> ページ抜粋:
:::
藤本タツキ原作、押山清高監督作のアニメ映画「ルックバック」を観てきた。
結論から言おう。
この映画は現時点で2024年のマイベスト1位である。
そして僕はこの作品をオールタイムベストに入れたいほどに入れ込んでいる。
その理由をここに記しておきたい。
※敬称略
※脱線多めです
ルックバックのアニメーション
『ルックバック』が映画化されるという報は今年の2月14日に届いた。
そこから期待と不安が入り混じるなか、特報を初めて見たときに確信した。
この映画は間違いなく傑作になる、と。
ルックバック映像もめちゃくちゃよくて間違いない映画となることが確定
— サトシ/飴玉の街 (@zattastore74) April 17, 2024
ちょっとだけ、主題歌oasisを期待したけど無理か。でも予告で流れてた曲良かったな https://t.co/ODKkoaRVXk
一つ先に告白しておけば、僕は藤本タツキ作品の熱心な読者というわけではない。
『チェンソーマン』は全部読んでるし、マキマさんに人生踏み潰されたいと思ってる程度のライトな読者である。色々言われてる2部もなんやかんや楽しんでいるし。
だから原作至上主義みたいなものは持ち合わせてないんだけど、個人的に『ルックバック』だけは違った。
この作品だけはテーマが濁るような改変などしてほしくない、そんな心持ちだった。
それくらい原作に対しては、ちょっと特別な感情を抱いていたのだ。
:::
> エントリ一覧:
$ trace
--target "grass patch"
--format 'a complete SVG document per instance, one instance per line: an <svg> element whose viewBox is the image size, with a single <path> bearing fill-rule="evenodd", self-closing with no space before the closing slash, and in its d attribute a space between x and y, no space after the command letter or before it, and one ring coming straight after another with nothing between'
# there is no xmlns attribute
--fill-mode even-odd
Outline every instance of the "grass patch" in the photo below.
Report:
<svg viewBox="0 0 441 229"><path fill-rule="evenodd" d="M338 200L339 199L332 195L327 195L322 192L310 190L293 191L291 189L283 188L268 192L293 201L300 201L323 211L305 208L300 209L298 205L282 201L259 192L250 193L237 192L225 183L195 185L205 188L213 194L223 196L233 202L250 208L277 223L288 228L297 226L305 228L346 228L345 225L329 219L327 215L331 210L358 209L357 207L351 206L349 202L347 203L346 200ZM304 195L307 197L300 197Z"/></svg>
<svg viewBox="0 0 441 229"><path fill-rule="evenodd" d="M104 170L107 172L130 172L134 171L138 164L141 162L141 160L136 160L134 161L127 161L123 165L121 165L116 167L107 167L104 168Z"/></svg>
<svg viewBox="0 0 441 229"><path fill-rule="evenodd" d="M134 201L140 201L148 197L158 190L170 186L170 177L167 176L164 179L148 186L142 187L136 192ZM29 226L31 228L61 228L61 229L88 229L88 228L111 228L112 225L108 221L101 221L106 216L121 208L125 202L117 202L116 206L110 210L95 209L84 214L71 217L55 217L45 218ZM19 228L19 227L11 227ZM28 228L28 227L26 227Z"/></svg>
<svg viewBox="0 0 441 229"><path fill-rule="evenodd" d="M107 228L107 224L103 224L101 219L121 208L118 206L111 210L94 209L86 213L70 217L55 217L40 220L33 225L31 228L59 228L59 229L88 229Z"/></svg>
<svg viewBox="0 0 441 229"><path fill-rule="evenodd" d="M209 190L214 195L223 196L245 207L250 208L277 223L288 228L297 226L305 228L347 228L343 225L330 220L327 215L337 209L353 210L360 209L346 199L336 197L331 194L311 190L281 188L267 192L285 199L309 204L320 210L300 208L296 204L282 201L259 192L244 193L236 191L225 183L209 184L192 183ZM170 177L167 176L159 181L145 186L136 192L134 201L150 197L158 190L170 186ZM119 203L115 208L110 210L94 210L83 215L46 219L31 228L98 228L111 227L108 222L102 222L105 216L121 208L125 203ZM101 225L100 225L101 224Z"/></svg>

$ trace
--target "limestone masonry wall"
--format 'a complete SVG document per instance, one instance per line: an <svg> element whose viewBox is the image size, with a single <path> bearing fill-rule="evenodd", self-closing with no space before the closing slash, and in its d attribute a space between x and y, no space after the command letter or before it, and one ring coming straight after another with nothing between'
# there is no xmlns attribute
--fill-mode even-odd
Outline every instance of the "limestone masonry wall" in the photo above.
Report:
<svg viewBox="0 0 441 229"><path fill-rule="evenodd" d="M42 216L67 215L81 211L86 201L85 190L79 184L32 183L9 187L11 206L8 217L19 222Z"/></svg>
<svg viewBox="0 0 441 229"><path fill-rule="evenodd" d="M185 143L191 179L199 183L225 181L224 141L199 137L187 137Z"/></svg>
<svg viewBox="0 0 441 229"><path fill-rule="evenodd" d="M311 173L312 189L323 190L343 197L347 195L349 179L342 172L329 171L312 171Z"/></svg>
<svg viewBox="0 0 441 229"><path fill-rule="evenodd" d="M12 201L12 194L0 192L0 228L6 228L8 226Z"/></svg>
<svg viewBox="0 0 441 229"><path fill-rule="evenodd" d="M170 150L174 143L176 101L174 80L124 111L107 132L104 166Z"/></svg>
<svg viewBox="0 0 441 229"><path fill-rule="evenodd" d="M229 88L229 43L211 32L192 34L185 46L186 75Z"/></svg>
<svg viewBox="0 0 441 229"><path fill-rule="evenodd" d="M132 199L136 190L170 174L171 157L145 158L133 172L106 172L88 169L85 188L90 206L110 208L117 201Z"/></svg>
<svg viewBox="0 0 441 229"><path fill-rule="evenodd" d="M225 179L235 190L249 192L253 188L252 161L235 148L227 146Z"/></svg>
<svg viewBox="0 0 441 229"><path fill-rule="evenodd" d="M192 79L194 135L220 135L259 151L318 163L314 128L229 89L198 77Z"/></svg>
:::
> 出題 1: 映画「ルックバック」の感想文によると、この映画の監督はだれですか。
> 出題 2: エントリの先頭から始めて「170L107 172L130 172L134」を含む行で終わる部分を、「grass patch」を「moss patch」に変えて更新し、その部分だけを書いてください。

> 解答例 1: 押山清高です。

> 解答例 2:
$ trace
--target "moss patch"
--format 'a complete SVG document per instance, one instance per line: an <svg> element whose viewBox is the image size, with a single <path> bearing fill-rule="evenodd", self-closing with no space before the closing slash, and in its d attribute a space between x and y, no space after the command letter or before it, and one ring coming straight after another with nothing between'
# there is no xmlns attribute
--fill-mode even-odd
Outline every instance of the "moss patch" in the photo below.
Report:
<svg viewBox="0 0 441 229"><path fill-rule="evenodd" d="M338 200L339 199L332 195L327 195L322 192L310 190L293 191L291 189L283 188L268 192L293 201L300 201L323 211L305 208L300 209L298 205L282 201L259 192L250 193L237 192L225 183L195 185L205 188L213 194L223 196L233 202L250 208L277 223L288 228L297 226L305 228L346 228L345 225L329 219L327 215L331 210L358 209L357 207L351 206L349 202L347 203L346 200ZM304 195L307 197L300 197Z"/></svg>
<svg viewBox="0 0 441 229"><path fill-rule="evenodd" d="M104 170L107 172L130 172L134 171L138 164L141 162L141 160L136 160L134 161L127 161L123 165L121 165L116 167L107 167L104 168Z"/></svg>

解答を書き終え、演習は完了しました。